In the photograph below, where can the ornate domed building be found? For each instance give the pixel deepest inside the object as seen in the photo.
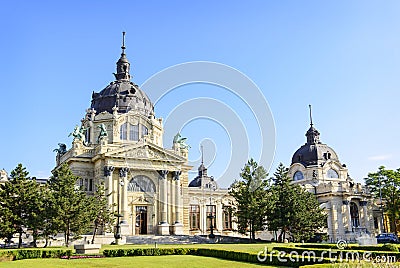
(120, 143)
(348, 204)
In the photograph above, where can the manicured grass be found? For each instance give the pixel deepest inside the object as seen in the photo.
(249, 248)
(122, 262)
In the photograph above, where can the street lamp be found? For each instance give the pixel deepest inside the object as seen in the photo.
(211, 216)
(117, 234)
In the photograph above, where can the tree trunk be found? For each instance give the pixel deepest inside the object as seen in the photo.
(94, 233)
(20, 238)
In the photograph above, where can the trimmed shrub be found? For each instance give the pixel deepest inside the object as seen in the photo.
(20, 254)
(148, 252)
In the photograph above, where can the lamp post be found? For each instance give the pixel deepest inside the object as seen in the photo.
(211, 216)
(380, 199)
(117, 234)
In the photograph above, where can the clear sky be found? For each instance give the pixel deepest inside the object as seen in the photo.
(343, 57)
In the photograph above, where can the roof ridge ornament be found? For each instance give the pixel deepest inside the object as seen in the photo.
(312, 133)
(123, 64)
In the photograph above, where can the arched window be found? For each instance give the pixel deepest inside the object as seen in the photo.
(141, 183)
(134, 132)
(355, 219)
(298, 176)
(145, 131)
(123, 131)
(332, 174)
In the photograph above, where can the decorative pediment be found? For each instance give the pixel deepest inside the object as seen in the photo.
(145, 151)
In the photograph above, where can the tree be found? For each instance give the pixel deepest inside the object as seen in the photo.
(19, 198)
(252, 198)
(102, 212)
(70, 205)
(296, 211)
(386, 182)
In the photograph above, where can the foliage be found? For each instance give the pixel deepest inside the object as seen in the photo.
(101, 212)
(390, 247)
(148, 252)
(252, 198)
(387, 183)
(21, 254)
(71, 207)
(296, 211)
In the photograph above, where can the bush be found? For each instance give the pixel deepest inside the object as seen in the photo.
(390, 247)
(148, 252)
(21, 254)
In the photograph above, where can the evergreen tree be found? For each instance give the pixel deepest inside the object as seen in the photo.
(386, 182)
(19, 198)
(252, 198)
(102, 212)
(70, 205)
(296, 211)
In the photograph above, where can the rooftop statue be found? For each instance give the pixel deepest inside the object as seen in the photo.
(62, 149)
(78, 133)
(103, 132)
(178, 139)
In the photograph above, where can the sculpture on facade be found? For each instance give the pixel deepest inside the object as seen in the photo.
(62, 149)
(103, 132)
(178, 139)
(78, 133)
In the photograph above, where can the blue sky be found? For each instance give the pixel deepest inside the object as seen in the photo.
(343, 57)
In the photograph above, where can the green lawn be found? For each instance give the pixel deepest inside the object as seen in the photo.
(121, 262)
(250, 248)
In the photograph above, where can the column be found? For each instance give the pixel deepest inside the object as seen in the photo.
(123, 174)
(178, 226)
(163, 227)
(331, 230)
(108, 171)
(349, 225)
(364, 204)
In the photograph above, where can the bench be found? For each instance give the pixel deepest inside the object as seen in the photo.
(87, 248)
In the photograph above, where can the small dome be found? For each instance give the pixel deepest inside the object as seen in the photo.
(124, 95)
(314, 152)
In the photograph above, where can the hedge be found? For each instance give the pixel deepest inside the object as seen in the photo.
(216, 253)
(21, 254)
(385, 247)
(338, 253)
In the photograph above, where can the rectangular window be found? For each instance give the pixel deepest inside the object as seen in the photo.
(211, 216)
(145, 131)
(91, 185)
(194, 217)
(123, 131)
(227, 217)
(86, 186)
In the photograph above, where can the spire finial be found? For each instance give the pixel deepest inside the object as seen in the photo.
(123, 43)
(202, 158)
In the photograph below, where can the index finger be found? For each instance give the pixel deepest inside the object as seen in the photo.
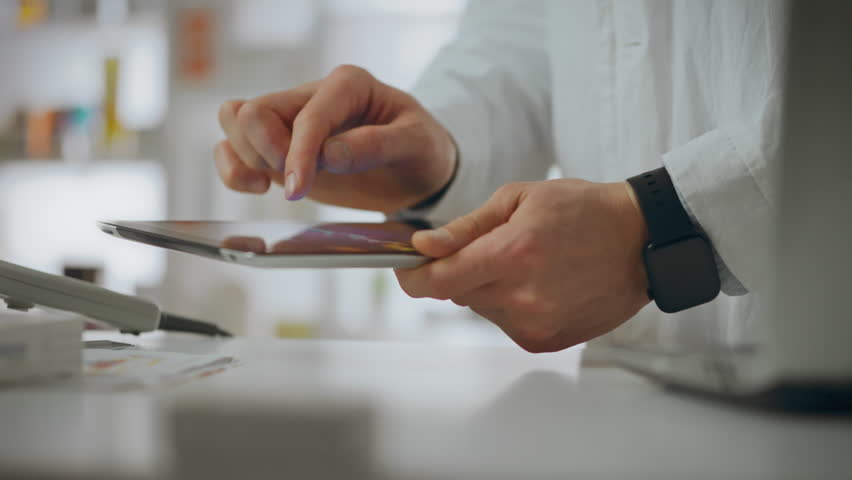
(470, 268)
(342, 96)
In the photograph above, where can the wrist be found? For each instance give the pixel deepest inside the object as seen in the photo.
(634, 231)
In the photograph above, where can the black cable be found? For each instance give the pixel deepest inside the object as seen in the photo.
(177, 323)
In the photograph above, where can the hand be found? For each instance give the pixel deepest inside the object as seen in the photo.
(552, 263)
(346, 140)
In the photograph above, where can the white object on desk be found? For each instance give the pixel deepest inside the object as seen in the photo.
(39, 345)
(457, 413)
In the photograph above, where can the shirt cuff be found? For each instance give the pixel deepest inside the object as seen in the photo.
(718, 189)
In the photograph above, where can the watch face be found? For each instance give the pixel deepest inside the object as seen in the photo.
(682, 274)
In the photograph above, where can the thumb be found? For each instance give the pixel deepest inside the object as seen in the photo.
(450, 238)
(367, 147)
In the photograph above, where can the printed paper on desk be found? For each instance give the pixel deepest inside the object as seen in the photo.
(134, 369)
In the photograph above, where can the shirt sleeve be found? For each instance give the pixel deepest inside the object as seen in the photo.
(724, 178)
(490, 88)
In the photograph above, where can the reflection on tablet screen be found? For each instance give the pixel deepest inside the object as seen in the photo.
(295, 238)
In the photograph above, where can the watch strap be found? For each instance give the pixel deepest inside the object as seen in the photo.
(665, 216)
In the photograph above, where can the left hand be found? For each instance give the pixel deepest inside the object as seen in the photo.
(552, 263)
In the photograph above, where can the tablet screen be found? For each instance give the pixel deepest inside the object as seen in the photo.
(281, 238)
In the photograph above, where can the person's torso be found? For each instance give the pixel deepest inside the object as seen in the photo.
(632, 80)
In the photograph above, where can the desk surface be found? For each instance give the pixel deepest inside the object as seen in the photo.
(437, 412)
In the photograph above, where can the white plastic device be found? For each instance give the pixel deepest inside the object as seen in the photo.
(23, 288)
(39, 344)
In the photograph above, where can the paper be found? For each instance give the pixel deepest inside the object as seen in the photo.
(134, 369)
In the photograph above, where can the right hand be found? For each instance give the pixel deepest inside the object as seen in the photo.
(346, 140)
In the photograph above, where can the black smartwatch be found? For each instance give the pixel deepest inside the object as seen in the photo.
(678, 257)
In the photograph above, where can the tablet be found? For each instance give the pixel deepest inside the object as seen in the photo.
(282, 244)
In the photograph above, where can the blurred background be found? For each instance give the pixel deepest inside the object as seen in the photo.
(108, 110)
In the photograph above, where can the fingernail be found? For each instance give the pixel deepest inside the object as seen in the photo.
(290, 186)
(257, 186)
(338, 158)
(440, 235)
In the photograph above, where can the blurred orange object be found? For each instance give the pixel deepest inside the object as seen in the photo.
(40, 126)
(196, 43)
(31, 12)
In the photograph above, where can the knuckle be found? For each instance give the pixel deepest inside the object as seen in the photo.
(227, 112)
(306, 120)
(408, 284)
(535, 347)
(247, 115)
(526, 250)
(532, 302)
(506, 190)
(535, 338)
(349, 72)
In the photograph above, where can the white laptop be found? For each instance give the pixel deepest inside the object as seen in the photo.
(803, 360)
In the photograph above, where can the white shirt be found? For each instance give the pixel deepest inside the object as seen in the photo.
(608, 89)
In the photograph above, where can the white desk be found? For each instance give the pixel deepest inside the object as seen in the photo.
(438, 412)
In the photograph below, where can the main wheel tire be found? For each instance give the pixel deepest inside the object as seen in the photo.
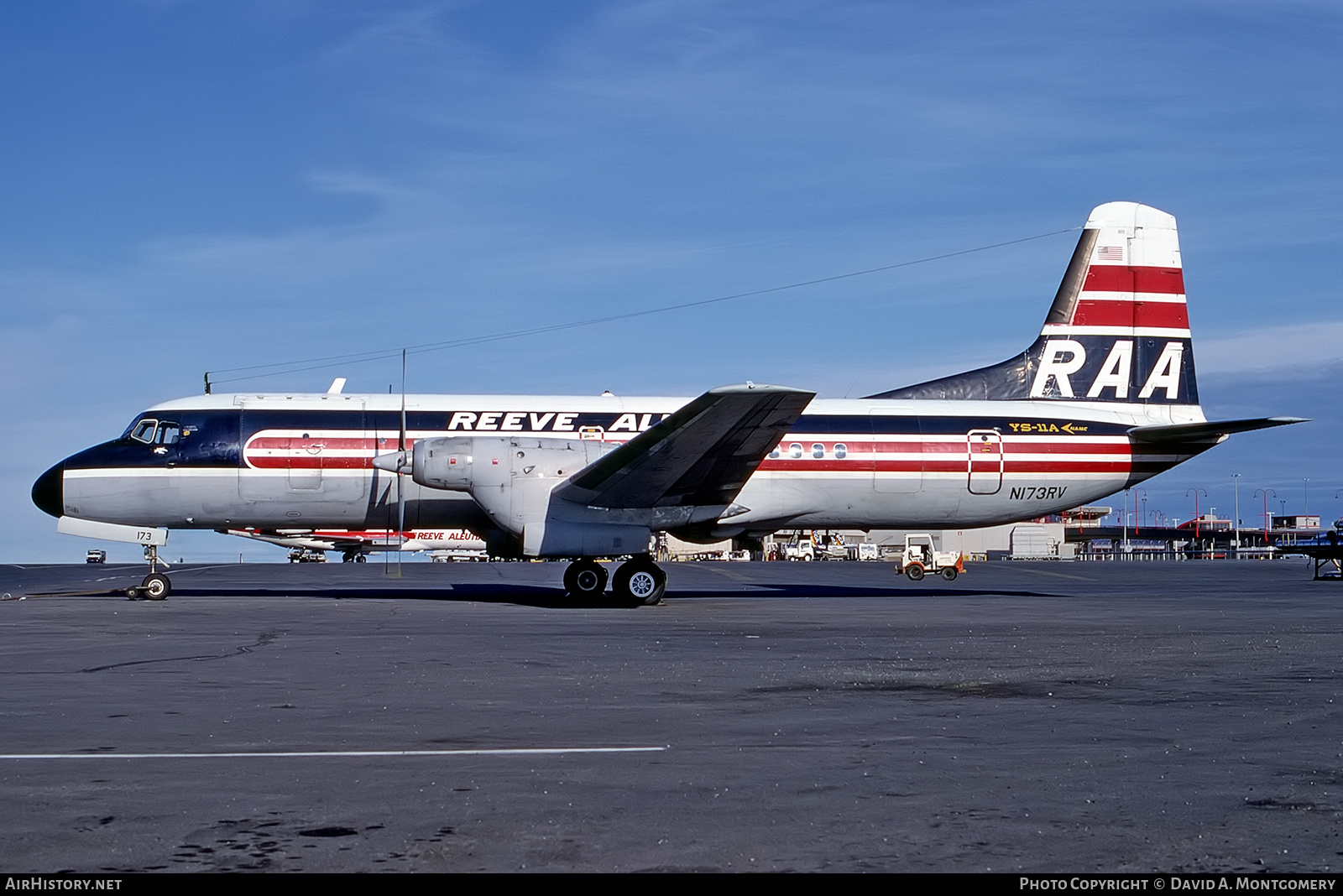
(584, 580)
(638, 584)
(154, 588)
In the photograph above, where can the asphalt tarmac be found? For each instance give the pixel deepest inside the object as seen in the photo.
(767, 716)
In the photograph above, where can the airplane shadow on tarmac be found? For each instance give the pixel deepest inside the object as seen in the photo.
(555, 598)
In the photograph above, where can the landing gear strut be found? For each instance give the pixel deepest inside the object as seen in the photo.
(156, 585)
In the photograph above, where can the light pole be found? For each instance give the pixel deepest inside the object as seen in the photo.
(1123, 521)
(1236, 477)
(1197, 538)
(1267, 521)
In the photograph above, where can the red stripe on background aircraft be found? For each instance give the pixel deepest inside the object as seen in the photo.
(1105, 399)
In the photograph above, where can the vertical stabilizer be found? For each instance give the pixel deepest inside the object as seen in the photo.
(1118, 331)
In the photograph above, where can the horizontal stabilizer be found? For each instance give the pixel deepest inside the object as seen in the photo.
(1206, 431)
(702, 455)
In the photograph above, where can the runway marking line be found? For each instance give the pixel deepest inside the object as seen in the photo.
(521, 752)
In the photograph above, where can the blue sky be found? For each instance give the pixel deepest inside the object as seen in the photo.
(194, 185)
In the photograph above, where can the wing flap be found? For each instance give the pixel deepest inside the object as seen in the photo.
(702, 455)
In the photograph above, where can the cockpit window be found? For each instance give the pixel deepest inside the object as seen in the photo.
(154, 432)
(143, 431)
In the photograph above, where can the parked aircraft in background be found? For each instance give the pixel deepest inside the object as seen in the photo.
(356, 544)
(1105, 399)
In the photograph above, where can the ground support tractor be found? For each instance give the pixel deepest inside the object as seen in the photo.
(922, 558)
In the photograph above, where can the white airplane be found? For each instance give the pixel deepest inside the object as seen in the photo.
(1105, 399)
(355, 544)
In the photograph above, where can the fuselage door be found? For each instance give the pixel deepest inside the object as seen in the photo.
(985, 461)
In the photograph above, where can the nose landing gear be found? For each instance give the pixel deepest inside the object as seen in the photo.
(156, 585)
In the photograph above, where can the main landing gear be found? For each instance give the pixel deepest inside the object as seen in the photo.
(156, 585)
(638, 581)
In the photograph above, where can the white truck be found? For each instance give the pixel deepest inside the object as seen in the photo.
(922, 557)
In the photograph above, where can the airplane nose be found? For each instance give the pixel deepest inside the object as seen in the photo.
(49, 491)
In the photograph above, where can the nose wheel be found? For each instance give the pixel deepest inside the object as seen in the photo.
(156, 585)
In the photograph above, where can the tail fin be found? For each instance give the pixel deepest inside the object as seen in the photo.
(1116, 333)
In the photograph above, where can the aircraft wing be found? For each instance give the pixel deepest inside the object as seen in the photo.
(1206, 431)
(702, 455)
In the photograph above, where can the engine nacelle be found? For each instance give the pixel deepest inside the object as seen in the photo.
(512, 479)
(476, 463)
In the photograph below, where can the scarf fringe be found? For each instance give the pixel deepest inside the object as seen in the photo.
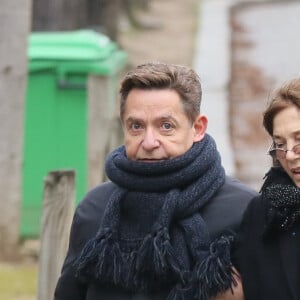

EXERCISE OBJECTIVE
Beginning with the line that holds "In the photograph above, where can the nose wheel", extract every line to the end of the material, exactly as it stands, and drop the pictures.

RESULT BELOW
In the photograph above, where can the nose wheel be found? For each instance give the pixel deepest inside the object as seen in the photo.
(156, 585)
In the photograph above, where can the tail fin be found? For each instance give the pixel deepest inside the object as seen in the photo.
(1116, 333)
In the photograph above, where can the aircraft wing be found? For each instance give the pixel deepest inside the object as seen in the photo.
(1206, 431)
(702, 455)
In the photograph above, where can the engine nacelle be found? For each instance give the pixel deepest inside the object as seen in the photo.
(512, 479)
(476, 463)
In the photograph below, where can the scarf fringe be found? For each instance give the pixel deepest inside the object as seen in the photo.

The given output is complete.